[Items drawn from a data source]
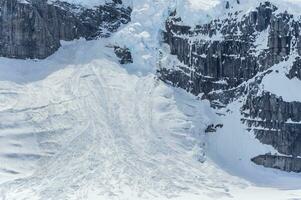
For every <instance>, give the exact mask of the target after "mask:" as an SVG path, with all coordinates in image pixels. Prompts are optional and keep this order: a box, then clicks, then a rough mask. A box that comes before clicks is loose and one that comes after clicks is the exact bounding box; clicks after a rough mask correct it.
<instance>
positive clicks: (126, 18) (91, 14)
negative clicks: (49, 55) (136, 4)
mask: <svg viewBox="0 0 301 200" xmlns="http://www.w3.org/2000/svg"><path fill="white" fill-rule="evenodd" d="M0 8H1V10H0V14H1V15H0V56H4V57H10V58H20V59H25V58H39V59H42V58H46V57H48V56H49V55H51V54H53V53H54V52H55V51H56V50H57V49H58V48H59V47H60V40H67V41H70V40H73V39H77V38H80V37H84V38H86V39H88V40H89V39H94V38H96V37H99V36H108V35H109V33H110V32H113V31H116V30H117V28H118V27H119V26H120V25H121V24H124V23H127V22H129V21H130V14H131V8H124V7H122V5H121V2H116V1H115V3H107V4H105V5H102V6H99V7H96V8H94V9H86V8H83V7H80V6H76V5H71V4H68V3H65V2H61V1H56V2H54V3H52V4H48V3H47V1H46V0H32V1H31V2H30V3H26V2H25V3H24V2H20V1H18V0H0Z"/></svg>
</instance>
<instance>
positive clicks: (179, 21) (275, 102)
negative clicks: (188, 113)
mask: <svg viewBox="0 0 301 200" xmlns="http://www.w3.org/2000/svg"><path fill="white" fill-rule="evenodd" d="M237 3H239V2H237ZM225 6H226V7H228V9H230V8H231V5H228V4H226V5H225ZM277 10H278V8H277V7H276V6H274V5H272V4H271V3H269V2H265V3H261V4H260V5H259V6H258V7H257V8H256V10H254V11H251V12H249V13H248V14H245V15H243V16H242V14H241V13H240V11H235V12H229V13H228V16H227V17H226V18H224V19H215V20H213V21H211V22H210V23H208V24H203V25H197V26H196V27H194V28H192V27H189V26H185V25H183V22H182V21H181V18H180V17H178V16H177V13H176V12H172V13H170V16H169V18H168V19H167V21H166V26H165V30H164V31H163V41H164V42H165V43H166V44H168V46H169V47H170V53H171V54H172V55H174V56H176V57H177V59H178V61H179V62H178V64H176V65H174V66H172V67H164V66H162V67H161V69H159V70H158V74H159V76H160V78H161V79H162V80H163V81H165V82H167V83H170V84H172V85H174V86H177V87H181V88H183V89H186V90H187V91H189V92H191V93H193V94H195V95H199V94H202V96H203V98H206V99H208V100H210V101H211V105H212V106H213V107H215V108H219V107H227V104H229V103H230V102H232V101H234V100H235V99H239V98H240V99H242V97H246V98H245V99H246V101H245V103H243V104H242V108H241V112H242V120H241V122H242V123H244V124H246V127H247V129H248V130H250V131H253V132H254V134H255V135H256V138H257V139H258V140H259V141H260V142H261V143H263V144H268V145H272V146H273V147H274V148H275V149H276V150H277V151H278V152H279V153H281V154H284V155H287V157H281V156H279V157H278V156H267V155H264V156H259V157H257V158H254V159H252V161H253V162H255V163H256V164H259V165H263V166H265V167H271V168H277V169H281V170H285V171H294V172H300V169H301V162H300V160H299V158H297V157H298V156H301V114H300V113H301V102H285V101H283V100H282V98H281V97H277V96H276V95H274V94H270V93H267V92H263V93H260V92H259V88H258V86H259V85H260V84H261V81H262V79H263V78H264V76H265V75H267V74H269V73H271V72H272V71H271V70H270V69H269V68H271V67H272V66H274V65H275V64H278V63H280V62H283V61H286V60H288V58H289V57H290V56H291V55H292V54H294V55H296V54H299V55H300V54H301V51H300V49H301V48H300V47H301V46H300V45H301V36H300V30H301V20H299V21H296V20H295V19H294V17H293V16H292V15H290V14H289V13H287V12H283V13H280V12H276V11H277ZM241 16H242V17H241ZM260 38H264V39H265V41H267V43H266V44H260V42H261V41H260ZM300 60H301V59H300V58H299V57H297V58H296V60H295V62H294V64H293V66H291V70H290V71H289V73H288V74H287V76H288V77H289V78H290V79H292V78H295V77H297V78H299V79H300V80H301V75H300V74H301V68H300V66H301V64H300V63H301V61H300ZM259 73H261V74H260V75H259ZM251 80H252V81H251ZM246 81H248V83H247V82H246ZM238 123H239V122H238ZM209 128H210V127H209ZM208 130H209V129H208ZM210 130H211V129H210Z"/></svg>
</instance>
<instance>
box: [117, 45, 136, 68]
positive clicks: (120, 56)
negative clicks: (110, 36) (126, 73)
mask: <svg viewBox="0 0 301 200" xmlns="http://www.w3.org/2000/svg"><path fill="white" fill-rule="evenodd" d="M114 52H115V54H116V56H117V57H118V58H119V63H120V64H122V65H124V64H130V63H133V58H132V53H131V51H130V49H129V48H127V47H123V48H122V47H118V46H114Z"/></svg>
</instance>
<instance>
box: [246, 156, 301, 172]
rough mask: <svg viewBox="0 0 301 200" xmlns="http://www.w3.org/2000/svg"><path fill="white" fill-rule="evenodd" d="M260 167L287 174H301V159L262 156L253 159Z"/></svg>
mask: <svg viewBox="0 0 301 200" xmlns="http://www.w3.org/2000/svg"><path fill="white" fill-rule="evenodd" d="M252 161H253V162H254V163H256V164H258V165H263V166H265V167H269V168H274V169H280V170H283V171H287V172H296V173H301V159H300V158H292V157H285V156H278V155H269V154H266V155H260V156H257V157H255V158H253V159H252Z"/></svg>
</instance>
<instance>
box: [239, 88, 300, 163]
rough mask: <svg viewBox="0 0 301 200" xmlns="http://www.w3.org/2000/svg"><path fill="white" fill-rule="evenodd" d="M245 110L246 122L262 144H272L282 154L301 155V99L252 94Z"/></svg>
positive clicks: (247, 98) (270, 144)
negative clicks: (257, 95) (253, 131)
mask: <svg viewBox="0 0 301 200" xmlns="http://www.w3.org/2000/svg"><path fill="white" fill-rule="evenodd" d="M242 109H243V115H244V116H245V118H244V119H243V121H245V122H246V123H247V125H248V126H249V127H250V128H251V129H252V130H253V131H254V133H255V135H256V138H257V139H259V140H260V141H261V142H262V143H263V144H269V145H272V146H273V147H274V148H275V149H277V150H278V152H280V153H281V154H285V155H290V156H293V157H297V156H301V123H300V121H301V102H285V101H283V100H282V98H281V97H277V96H276V95H273V94H271V93H267V92H265V93H263V94H262V96H256V97H252V95H249V96H248V98H247V101H246V103H245V105H244V106H243V108H242ZM300 168H301V166H300Z"/></svg>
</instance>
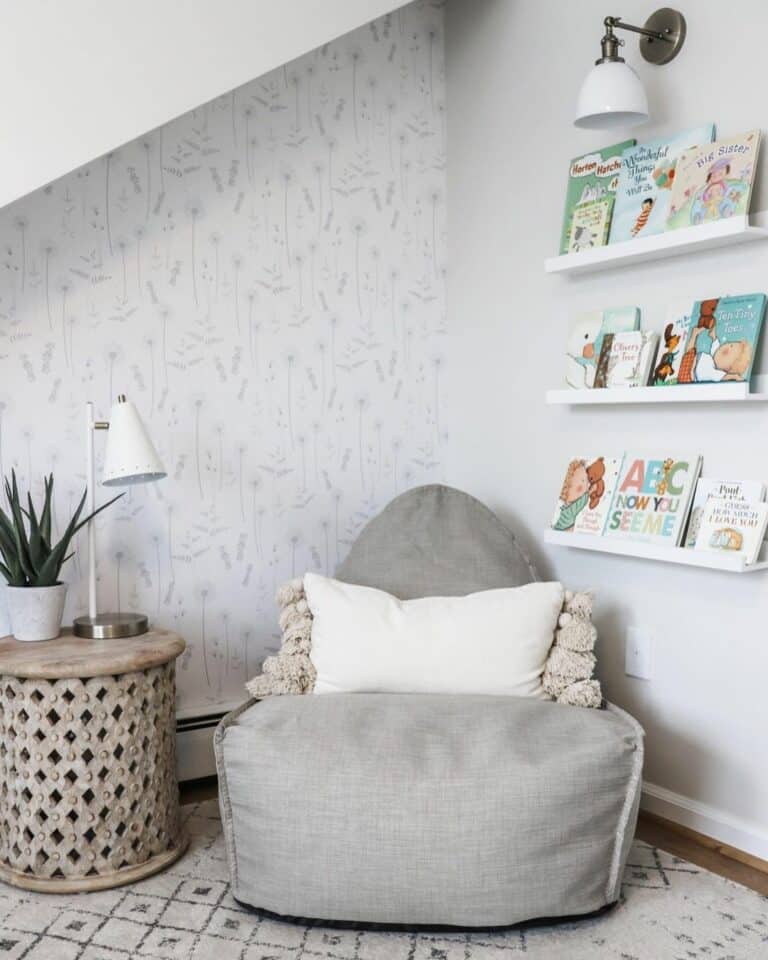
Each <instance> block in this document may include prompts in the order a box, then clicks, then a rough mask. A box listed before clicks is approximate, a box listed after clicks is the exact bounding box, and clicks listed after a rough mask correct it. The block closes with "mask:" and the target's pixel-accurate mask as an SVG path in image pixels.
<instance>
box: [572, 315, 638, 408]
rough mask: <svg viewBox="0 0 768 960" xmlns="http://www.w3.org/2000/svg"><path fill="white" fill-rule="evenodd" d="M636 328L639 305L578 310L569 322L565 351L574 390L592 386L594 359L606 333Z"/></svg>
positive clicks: (636, 328) (595, 361)
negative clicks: (575, 316) (578, 313)
mask: <svg viewBox="0 0 768 960" xmlns="http://www.w3.org/2000/svg"><path fill="white" fill-rule="evenodd" d="M639 328H640V310H639V308H638V307H610V308H609V309H607V310H591V311H589V312H588V313H581V314H579V315H578V316H577V317H576V318H575V320H574V321H573V323H572V324H571V329H570V331H569V333H568V343H567V345H566V351H565V382H566V383H567V384H568V386H569V387H574V388H575V389H577V390H583V389H585V388H587V389H589V388H591V387H594V385H595V371H596V369H597V360H598V358H599V356H600V351H601V350H602V348H603V340H604V339H605V336H606V334H608V333H623V332H624V331H625V330H638V329H639Z"/></svg>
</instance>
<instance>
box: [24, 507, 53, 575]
mask: <svg viewBox="0 0 768 960" xmlns="http://www.w3.org/2000/svg"><path fill="white" fill-rule="evenodd" d="M27 503H28V506H29V511H28V513H27V517H28V519H29V559H30V560H31V562H32V566H33V567H34V569H35V572H37V570H39V568H40V567H41V566H42V565H43V563H45V559H46V557H47V556H48V553H49V549H47V545H46V544H45V542H44V541H43V534H42V531H41V530H40V522H39V520H38V519H37V513H36V512H35V506H34V504H33V503H32V495H31V494H30V493H28V494H27Z"/></svg>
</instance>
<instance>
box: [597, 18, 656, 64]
mask: <svg viewBox="0 0 768 960" xmlns="http://www.w3.org/2000/svg"><path fill="white" fill-rule="evenodd" d="M603 25H604V26H605V34H604V35H603V38H602V40H601V41H600V49H601V51H602V56H601V57H600V59H599V60H596V61H595V63H623V62H624V58H623V57H620V56H619V47H623V46H624V41H623V40H620V39H619V37H617V36H616V34H615V33H614V32H613V31H614V30H628V31H630V32H631V33H639V34H640V35H641V36H643V37H649V38H650V39H651V40H664V41H665V42H667V43H674V37H673V36H668V35H667V33H664V32H663V31H660V30H649V29H648V28H647V27H636V26H635V25H634V24H633V23H625V22H624V21H623V20H622V19H621V17H606V18H605V20H603Z"/></svg>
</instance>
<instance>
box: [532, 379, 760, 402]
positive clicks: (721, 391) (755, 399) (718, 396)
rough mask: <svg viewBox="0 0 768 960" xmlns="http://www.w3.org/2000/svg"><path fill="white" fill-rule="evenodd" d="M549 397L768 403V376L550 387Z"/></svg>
mask: <svg viewBox="0 0 768 960" xmlns="http://www.w3.org/2000/svg"><path fill="white" fill-rule="evenodd" d="M546 401H547V403H551V404H563V405H567V406H569V407H572V406H582V405H585V406H593V405H603V404H607V405H617V404H625V403H728V402H731V403H733V402H735V403H768V376H756V377H753V384H752V386H751V387H750V384H748V383H687V384H684V385H676V386H670V387H610V388H608V389H604V390H574V389H572V388H566V389H564V390H547V392H546Z"/></svg>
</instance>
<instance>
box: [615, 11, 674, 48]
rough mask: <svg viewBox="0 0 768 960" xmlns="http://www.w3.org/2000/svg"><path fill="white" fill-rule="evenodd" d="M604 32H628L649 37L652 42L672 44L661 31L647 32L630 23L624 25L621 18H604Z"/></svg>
mask: <svg viewBox="0 0 768 960" xmlns="http://www.w3.org/2000/svg"><path fill="white" fill-rule="evenodd" d="M603 23H604V24H605V29H606V32H611V31H613V30H616V29H618V30H629V31H630V32H631V33H639V34H641V35H642V36H644V37H651V39H652V40H666V41H667V43H672V37H670V36H668V35H667V34H666V33H663V32H662V31H661V30H649V29H648V28H647V27H636V26H635V25H634V24H632V23H625V22H624V21H623V20H622V19H621V17H606V18H605V20H604V21H603Z"/></svg>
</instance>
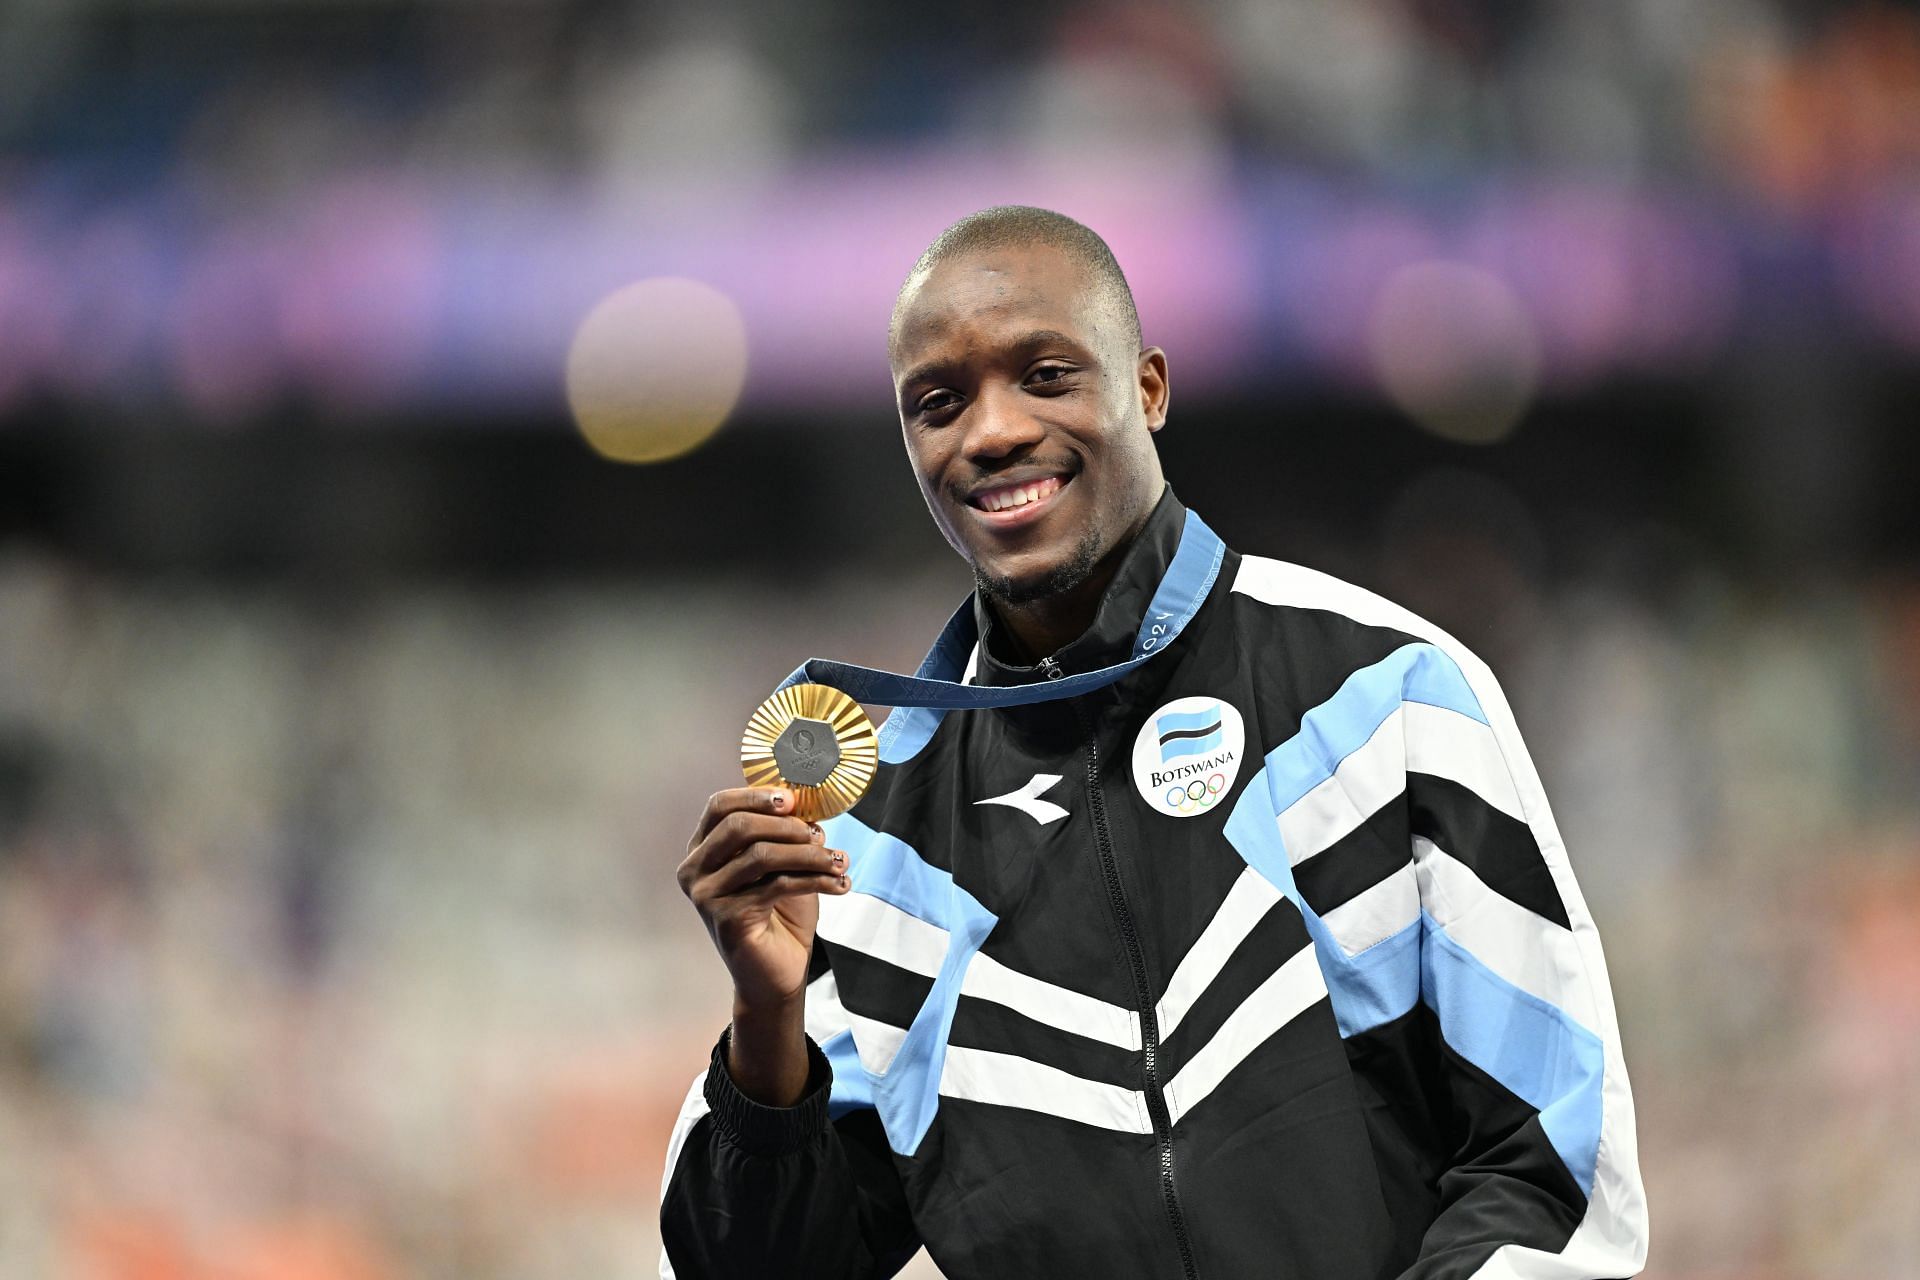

* Work task *
Extract each line above that contains the word "positive", copying every such line in full.

* Worked solution *
positive clicks: (126, 18) (91, 14)
positive clicks: (179, 21) (275, 102)
positive clicks: (120, 56)
positive clicks: (247, 98) (270, 144)
positive clicks: (636, 328) (595, 361)
positive clicks: (721, 391) (755, 399) (718, 396)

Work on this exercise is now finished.